═══ DATA RECORDS ═══
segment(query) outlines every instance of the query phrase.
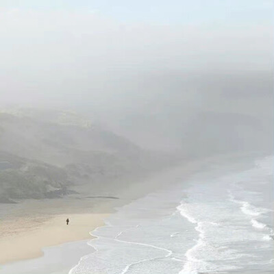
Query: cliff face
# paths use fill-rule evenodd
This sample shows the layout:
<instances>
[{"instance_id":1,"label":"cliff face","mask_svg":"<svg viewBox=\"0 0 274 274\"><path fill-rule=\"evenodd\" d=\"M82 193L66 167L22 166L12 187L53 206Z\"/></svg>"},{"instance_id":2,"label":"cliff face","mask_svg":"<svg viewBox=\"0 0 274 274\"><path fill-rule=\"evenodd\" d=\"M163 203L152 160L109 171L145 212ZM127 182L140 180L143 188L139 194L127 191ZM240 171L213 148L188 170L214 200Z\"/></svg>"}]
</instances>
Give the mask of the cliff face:
<instances>
[{"instance_id":1,"label":"cliff face","mask_svg":"<svg viewBox=\"0 0 274 274\"><path fill-rule=\"evenodd\" d=\"M79 184L92 189L162 162L71 114L0 114L0 202L60 197Z\"/></svg>"}]
</instances>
═══
- WRITTEN EXERCISE: Give the lines above as a JSON list of strings, one string per line, omitting blank lines and leaving out the pictures.

- RESPONSE TO THE TASK:
[
  "segment(query) outlines every instance of the query phrase.",
  "Query: cliff face",
  "# paths use fill-rule evenodd",
  "This sample shows the layout:",
  "<instances>",
  "[{\"instance_id\":1,\"label\":\"cliff face\",\"mask_svg\":\"<svg viewBox=\\\"0 0 274 274\\\"><path fill-rule=\\\"evenodd\\\" d=\\\"M82 193L66 167L22 166L12 187L53 206Z\\\"/></svg>\"},{\"instance_id\":2,\"label\":\"cliff face\",\"mask_svg\":\"<svg viewBox=\\\"0 0 274 274\\\"><path fill-rule=\\\"evenodd\\\" d=\\\"M163 203L152 160L109 171L145 212ZM127 182L140 180L143 188L139 194L127 191ZM240 171L213 148L188 170L214 200Z\\\"/></svg>\"}]",
  "</instances>",
  "Give the mask of the cliff face:",
  "<instances>",
  "[{\"instance_id\":1,\"label\":\"cliff face\",\"mask_svg\":\"<svg viewBox=\\\"0 0 274 274\\\"><path fill-rule=\\\"evenodd\\\" d=\\\"M79 184L92 189L162 162L71 114L0 114L0 202L60 197Z\\\"/></svg>\"}]",
  "</instances>"
]